AGRICULTURE« Pragmatiques », ces mairies rachètent des fermes pour les sauver

« Nous ne pouvions pas rester impuissants… » Ces mairies rachètent des fermes pour les sauver

AGRICULTUREPour éviter la disparition d’exploitation agricoles, des municipalités font le choix politique et financier de les acquérir. Explications
A Pont-Saint-Martin (Loire-Atlantique) le 13 novembre 2023. Christophe Legland adjoint à l'urbanisme, Yannick Fétiveau le maire, Charles et Anne-Sophie Teruin et leurs 50 brebis.
A Pont-Saint-Martin (Loire-Atlantique) le 13 novembre 2023. Christophe Legland adjoint à l'urbanisme, Yannick Fétiveau le maire, Charles et Anne-Sophie Teruin et leurs 50 brebis. - J. Urbach / 20 Minutes / 20 Minutes
Julie Urbach

Julie Urbach

L'essentiel

  • A Pont-Saint-Martin (Loire-Atlantique), Auray (Morbihan), ou ailleurs en France, des communes font le choix de racheter des terres pour préserver leur vocation agricole.
  • C’est le concept des fermes communales, qui répondent à des motivations ou montages juridiques aussi divers que complexes, à l’heure ou les jeunes agriculteurs manquent à l’appel.

A première vue, c’est une ferme comme une autre, avec des brebis qui bêlent et des vaches qui paissent. Pourtant, l’exploitation agricole de La Moricière, l’une des plus importantes de Pont-Saint-Martin (petite commune située au sud de Nantes, en Loire-Atlantique), aurait bien pu disparaître de la carte il y a quelques mois, après le déménagement de ses exploitants.

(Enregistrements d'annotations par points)
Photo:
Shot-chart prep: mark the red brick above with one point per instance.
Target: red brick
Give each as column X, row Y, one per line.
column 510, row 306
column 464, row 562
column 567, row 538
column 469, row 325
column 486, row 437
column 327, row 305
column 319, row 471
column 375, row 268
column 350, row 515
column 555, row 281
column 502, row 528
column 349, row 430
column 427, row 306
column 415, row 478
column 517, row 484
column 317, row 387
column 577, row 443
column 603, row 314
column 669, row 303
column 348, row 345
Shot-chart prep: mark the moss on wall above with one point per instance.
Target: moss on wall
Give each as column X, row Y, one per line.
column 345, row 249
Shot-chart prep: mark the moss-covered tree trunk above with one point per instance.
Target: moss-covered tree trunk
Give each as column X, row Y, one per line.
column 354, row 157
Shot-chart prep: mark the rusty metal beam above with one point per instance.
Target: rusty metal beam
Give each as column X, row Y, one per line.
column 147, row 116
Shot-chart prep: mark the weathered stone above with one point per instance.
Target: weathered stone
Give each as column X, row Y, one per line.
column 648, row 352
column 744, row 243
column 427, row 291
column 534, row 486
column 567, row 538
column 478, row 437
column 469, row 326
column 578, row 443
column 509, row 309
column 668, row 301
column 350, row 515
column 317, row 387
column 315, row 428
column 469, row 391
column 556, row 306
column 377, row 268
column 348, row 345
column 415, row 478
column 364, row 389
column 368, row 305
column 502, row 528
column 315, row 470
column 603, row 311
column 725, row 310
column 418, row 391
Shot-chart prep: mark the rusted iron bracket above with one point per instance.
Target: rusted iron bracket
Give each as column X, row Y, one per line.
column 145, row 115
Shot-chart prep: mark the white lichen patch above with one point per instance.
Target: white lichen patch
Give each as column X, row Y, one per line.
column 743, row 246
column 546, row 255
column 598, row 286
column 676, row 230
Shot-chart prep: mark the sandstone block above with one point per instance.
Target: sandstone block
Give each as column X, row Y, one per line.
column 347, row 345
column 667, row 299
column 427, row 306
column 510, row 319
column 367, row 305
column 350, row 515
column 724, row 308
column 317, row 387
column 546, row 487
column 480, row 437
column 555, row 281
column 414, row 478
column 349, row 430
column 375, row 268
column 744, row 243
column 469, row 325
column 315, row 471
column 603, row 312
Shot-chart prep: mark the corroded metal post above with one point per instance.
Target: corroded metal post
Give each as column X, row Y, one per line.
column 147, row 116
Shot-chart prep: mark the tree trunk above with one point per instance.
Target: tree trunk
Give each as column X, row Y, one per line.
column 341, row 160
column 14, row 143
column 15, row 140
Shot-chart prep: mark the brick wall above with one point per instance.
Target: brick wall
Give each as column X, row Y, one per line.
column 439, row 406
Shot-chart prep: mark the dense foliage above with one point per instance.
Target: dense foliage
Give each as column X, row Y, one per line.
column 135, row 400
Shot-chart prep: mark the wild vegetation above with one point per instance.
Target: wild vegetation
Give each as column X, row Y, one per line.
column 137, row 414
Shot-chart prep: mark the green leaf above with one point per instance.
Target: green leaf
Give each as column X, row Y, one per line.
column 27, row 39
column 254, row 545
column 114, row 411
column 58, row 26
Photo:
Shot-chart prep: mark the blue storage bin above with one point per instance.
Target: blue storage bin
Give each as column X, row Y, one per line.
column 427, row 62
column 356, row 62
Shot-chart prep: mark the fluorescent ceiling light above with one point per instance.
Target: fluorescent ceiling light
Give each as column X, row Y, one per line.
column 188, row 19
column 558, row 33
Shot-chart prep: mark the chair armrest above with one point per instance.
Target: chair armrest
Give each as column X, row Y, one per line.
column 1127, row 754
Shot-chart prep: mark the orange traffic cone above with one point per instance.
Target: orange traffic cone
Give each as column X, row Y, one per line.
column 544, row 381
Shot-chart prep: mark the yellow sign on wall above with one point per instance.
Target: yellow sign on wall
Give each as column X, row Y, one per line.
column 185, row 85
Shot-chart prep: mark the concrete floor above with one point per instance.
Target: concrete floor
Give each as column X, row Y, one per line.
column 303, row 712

**Énoncé:**
Modifiez l'article sur le rachat de fermes par des mairies en remplaçant « fermes communales » par « fermes municipales » dans le passage qui commence aux mots « L'essentiel » et s'arrête après « manquent à l’appel. ». Reproduisez ce passage ainsi modifié.

**Résultat attendu:**
L'essentiel

  • A Pont-Saint-Martin (Loire-Atlantique), Auray (Morbihan), ou ailleurs en France, des communes font le choix de racheter des terres pour préserver leur vocation agricole.
  • C’est le concept des fermes municipales, qui répondent à des motivations ou montages juridiques aussi divers que complexes, à l’heure ou les jeunes agriculteurs manquent à l’appel.